◆ Directions ◆
1. Write out every comment line in the Polars join example below, in order.
2. In the Polars join example, what is the default setting of the 'how' parameter?
3. Output everything in the Polars join example from "# Create the second" down to "print(result)".

◆ Selection ◆
───

Polars also supports a variety of join operations, making sure your data merging operations are both flexible and efficient. Here's an example:

# Import the polars library
import polars as pl

# Create the first DataFrame
df1 = pl.DataFrame({
    "key": [1, 2, 3],
    "value": ["one", "two", "three"]
})

# Create the second DataFrame
df2 = pl.DataFrame({
    "key": [2, 3, 4],
    "value": ["two", "three", "four"]
})

# Perform an inner join on the 'key' column
# The 'how' parameter is set to 'inner' by default, so it can be omitted
# The 'suffix' parameter is used to add a suffix to overlapping column names from the second DataFrame
result = df1.join(df2, on="key", suffix="_df2")

# Print the result
print(result)

───

◆ Data ◆
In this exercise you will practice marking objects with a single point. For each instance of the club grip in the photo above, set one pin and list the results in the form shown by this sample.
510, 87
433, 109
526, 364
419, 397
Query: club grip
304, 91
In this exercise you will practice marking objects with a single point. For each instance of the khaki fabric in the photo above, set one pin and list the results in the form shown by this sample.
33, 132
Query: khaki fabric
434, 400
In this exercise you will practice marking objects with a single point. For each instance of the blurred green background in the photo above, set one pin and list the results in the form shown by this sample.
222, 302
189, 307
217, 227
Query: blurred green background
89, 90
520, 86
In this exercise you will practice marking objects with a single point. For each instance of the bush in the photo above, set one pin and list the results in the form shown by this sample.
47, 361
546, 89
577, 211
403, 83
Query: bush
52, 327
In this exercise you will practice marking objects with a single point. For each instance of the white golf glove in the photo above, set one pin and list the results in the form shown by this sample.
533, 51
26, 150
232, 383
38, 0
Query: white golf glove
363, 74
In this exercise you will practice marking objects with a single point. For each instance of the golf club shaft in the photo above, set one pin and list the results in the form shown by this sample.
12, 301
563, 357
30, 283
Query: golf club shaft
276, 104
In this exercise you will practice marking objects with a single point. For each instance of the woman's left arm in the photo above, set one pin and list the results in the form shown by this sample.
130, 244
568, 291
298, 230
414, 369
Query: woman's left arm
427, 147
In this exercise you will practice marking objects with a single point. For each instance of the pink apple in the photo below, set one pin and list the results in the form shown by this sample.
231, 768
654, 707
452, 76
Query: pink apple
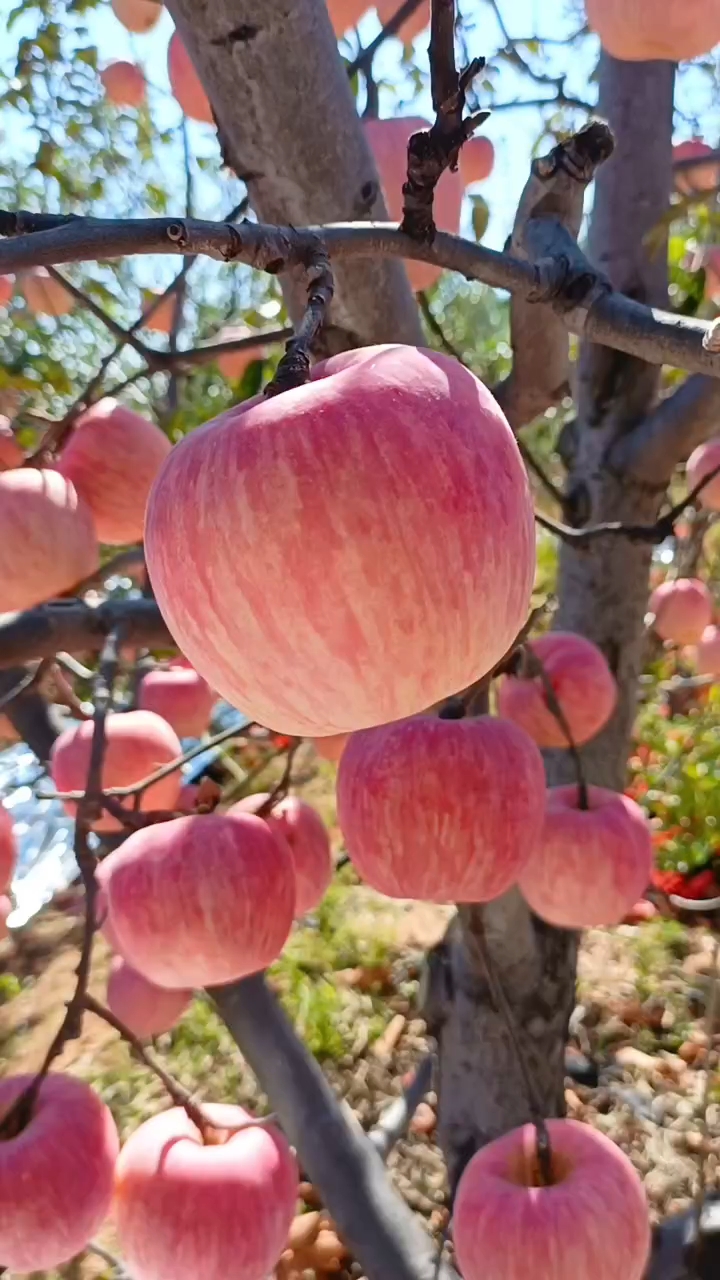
55, 1175
591, 1221
682, 608
591, 864
186, 83
441, 810
123, 83
388, 142
186, 1208
701, 462
145, 1009
46, 538
297, 823
582, 682
181, 696
300, 480
136, 745
203, 900
655, 30
112, 458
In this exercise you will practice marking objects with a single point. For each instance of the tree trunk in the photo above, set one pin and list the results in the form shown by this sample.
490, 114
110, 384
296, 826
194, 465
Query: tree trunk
290, 129
604, 595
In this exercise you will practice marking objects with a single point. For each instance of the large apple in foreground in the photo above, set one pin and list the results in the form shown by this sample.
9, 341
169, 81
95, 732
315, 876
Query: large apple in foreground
441, 810
55, 1175
187, 1210
589, 865
136, 744
682, 608
592, 1221
203, 900
112, 458
297, 823
580, 680
372, 551
46, 538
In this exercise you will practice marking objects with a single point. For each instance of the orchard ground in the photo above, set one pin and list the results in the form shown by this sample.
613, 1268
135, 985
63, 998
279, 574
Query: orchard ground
349, 979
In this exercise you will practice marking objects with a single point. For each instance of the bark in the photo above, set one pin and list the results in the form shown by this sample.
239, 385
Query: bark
290, 129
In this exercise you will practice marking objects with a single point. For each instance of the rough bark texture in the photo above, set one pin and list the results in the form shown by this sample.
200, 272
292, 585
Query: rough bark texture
288, 127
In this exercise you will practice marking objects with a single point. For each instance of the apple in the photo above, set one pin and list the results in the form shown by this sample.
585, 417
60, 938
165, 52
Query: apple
46, 538
215, 1208
136, 744
390, 469
186, 83
44, 295
589, 865
441, 810
582, 682
203, 900
701, 462
112, 458
297, 823
145, 1009
591, 1221
137, 16
181, 696
55, 1175
682, 608
123, 83
388, 142
655, 30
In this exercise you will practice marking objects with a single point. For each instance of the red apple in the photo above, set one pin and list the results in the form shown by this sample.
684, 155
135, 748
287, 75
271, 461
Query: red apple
441, 810
55, 1175
392, 467
682, 608
136, 744
123, 83
589, 865
591, 1221
297, 823
46, 538
112, 458
203, 900
181, 696
145, 1009
137, 16
655, 30
701, 462
388, 142
186, 83
582, 682
186, 1208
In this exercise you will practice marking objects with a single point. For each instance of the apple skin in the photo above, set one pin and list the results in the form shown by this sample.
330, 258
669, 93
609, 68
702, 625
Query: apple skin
144, 1008
112, 458
682, 608
592, 1221
301, 827
392, 467
136, 744
582, 681
46, 538
186, 83
123, 83
701, 462
181, 696
185, 1210
655, 30
57, 1175
200, 901
441, 810
589, 865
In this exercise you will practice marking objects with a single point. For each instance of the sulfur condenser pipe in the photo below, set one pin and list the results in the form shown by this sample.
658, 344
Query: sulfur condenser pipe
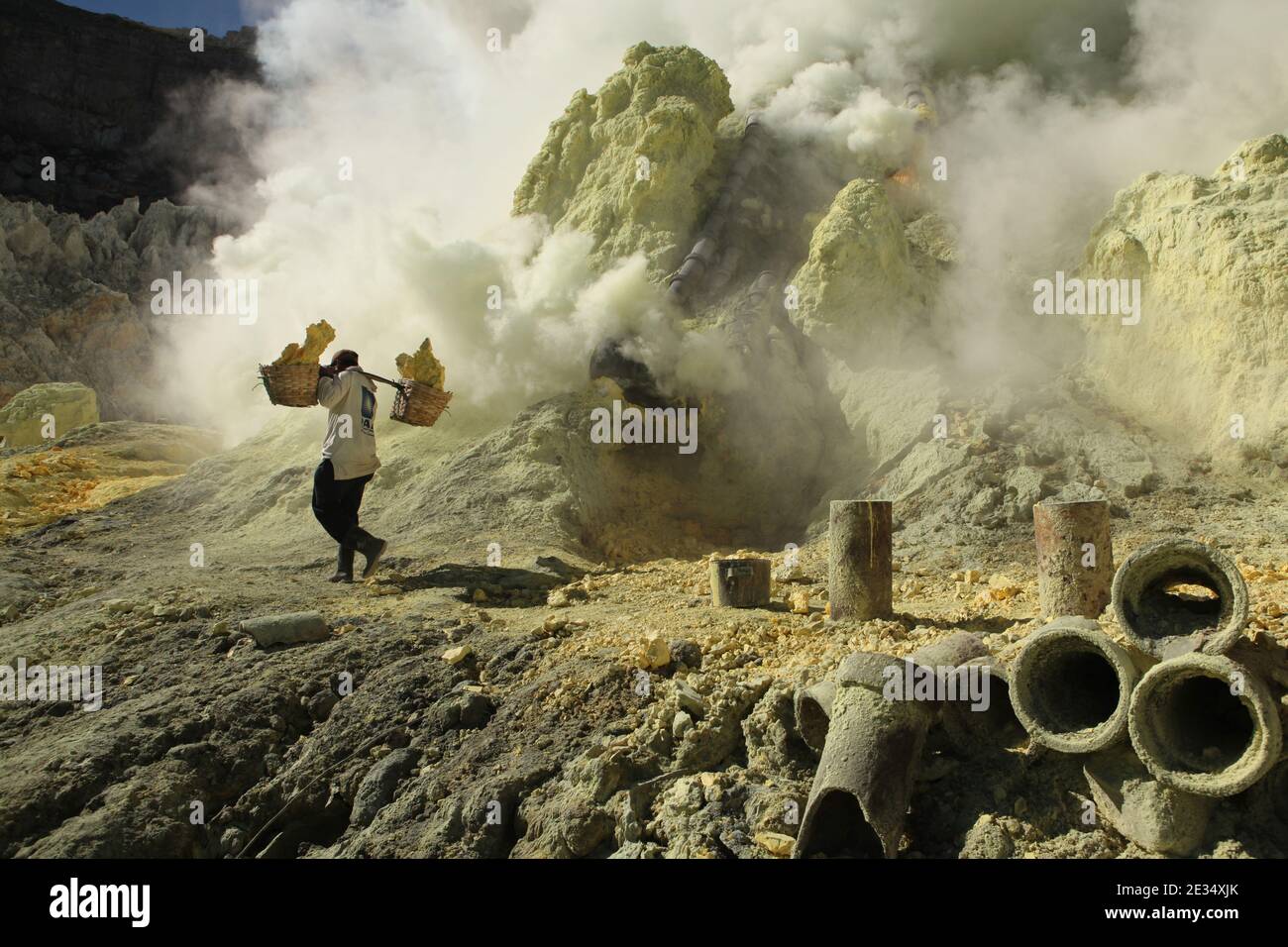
1205, 724
1070, 686
1175, 596
1076, 560
859, 575
874, 742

───

◆ The results ◆
1.
# Import the polars library
# Create the first DataFrame
# Create the second DataFrame
# Perform an inner join on the 'key' column
# The 'how' parameter is set to 'inner' by default, so it can be omitted
# The 'suffix' parameter is used to add a suffix to overlapping column names from the second DataFrame
# Print the result

2. It is set to 'inner' by default.

3.
# Create the second DataFrame
df2 = pl.DataFrame({
    "key": [2, 3, 4],
    "value": ["two", "three", "four"]
})

# Perform an inner join on the 'key' column
# The 'how' parameter is set to 'inner' by default, so it can be omitted
# The 'suffix' parameter is used to add a suffix to overlapping column names from the second DataFrame
result = df1.join(df2, on="key", suffix="_df2")

# Print the result
print(result)